• PROBLEM TO SOLVE
Take the entries below and print all of them exactly, please.

• Data extracted from a collection
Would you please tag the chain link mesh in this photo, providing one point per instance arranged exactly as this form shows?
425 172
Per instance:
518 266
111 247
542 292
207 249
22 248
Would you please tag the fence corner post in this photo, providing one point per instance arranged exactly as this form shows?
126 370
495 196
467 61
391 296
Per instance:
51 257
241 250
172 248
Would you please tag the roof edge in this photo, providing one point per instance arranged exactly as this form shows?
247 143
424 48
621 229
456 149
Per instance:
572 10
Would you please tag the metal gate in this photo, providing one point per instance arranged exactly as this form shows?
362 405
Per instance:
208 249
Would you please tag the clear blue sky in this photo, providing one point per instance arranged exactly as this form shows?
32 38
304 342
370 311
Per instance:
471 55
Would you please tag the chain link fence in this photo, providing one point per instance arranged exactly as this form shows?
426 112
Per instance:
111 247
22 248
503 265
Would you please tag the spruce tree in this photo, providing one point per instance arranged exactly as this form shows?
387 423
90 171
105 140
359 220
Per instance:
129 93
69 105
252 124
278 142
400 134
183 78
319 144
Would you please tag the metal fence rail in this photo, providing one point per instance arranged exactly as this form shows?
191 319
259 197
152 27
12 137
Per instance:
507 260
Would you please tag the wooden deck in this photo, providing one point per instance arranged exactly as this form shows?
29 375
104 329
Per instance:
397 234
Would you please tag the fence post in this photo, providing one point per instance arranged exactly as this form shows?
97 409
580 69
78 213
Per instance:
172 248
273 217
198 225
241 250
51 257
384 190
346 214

• RESPONSE AREA
Would you please tag the chain link mesh in this photo, providing one point per instance arranged exactly as this form shows?
425 172
Per instance:
518 266
111 247
542 292
207 249
22 248
Would you please tag the fence corner post in this photo, providing one point per instance arranged exactly as this form shows?
126 370
495 196
467 61
391 296
Per instance:
51 257
241 250
172 248
Would you please tag the roof edge in this photo, providing one point per instance arranged exactly as this form shows?
247 143
424 48
621 229
456 149
Per instance:
572 10
Would you please tag the metal gate in this photo, providing one point per instance arranged exactly as this form shows?
362 405
Per instance:
208 249
Would you please tag the clear blue sky in this photo, providing one point per instance arranged exactly as this form shows?
32 38
304 342
370 311
Per instance:
471 55
Would you please tag the chain link fence in this photo, providing one point per instance arranged exactly as this form shows?
426 112
Per instance:
111 247
22 248
503 265
Would you please tag the spruce tree in this photo, providing one point per instance arranged exactly as this form shows?
387 423
90 171
105 140
359 220
Per instance:
129 93
69 105
252 124
278 142
400 134
183 78
319 144
Would you please tag the metal fence rail in this photo, providing one point per instance arranged exactly as this form shows?
191 319
259 197
152 27
12 137
Per instance:
507 260
Would you please tag the wooden deck in this photo, providing one point per instance arranged exactly as this form shows?
29 375
104 329
Per instance:
397 234
Would you please tag the fence post in this photo, providing one point per instance arranged exactly as this form shows?
97 409
580 69
78 213
Per instance:
172 248
273 217
198 225
241 250
51 257
384 190
346 214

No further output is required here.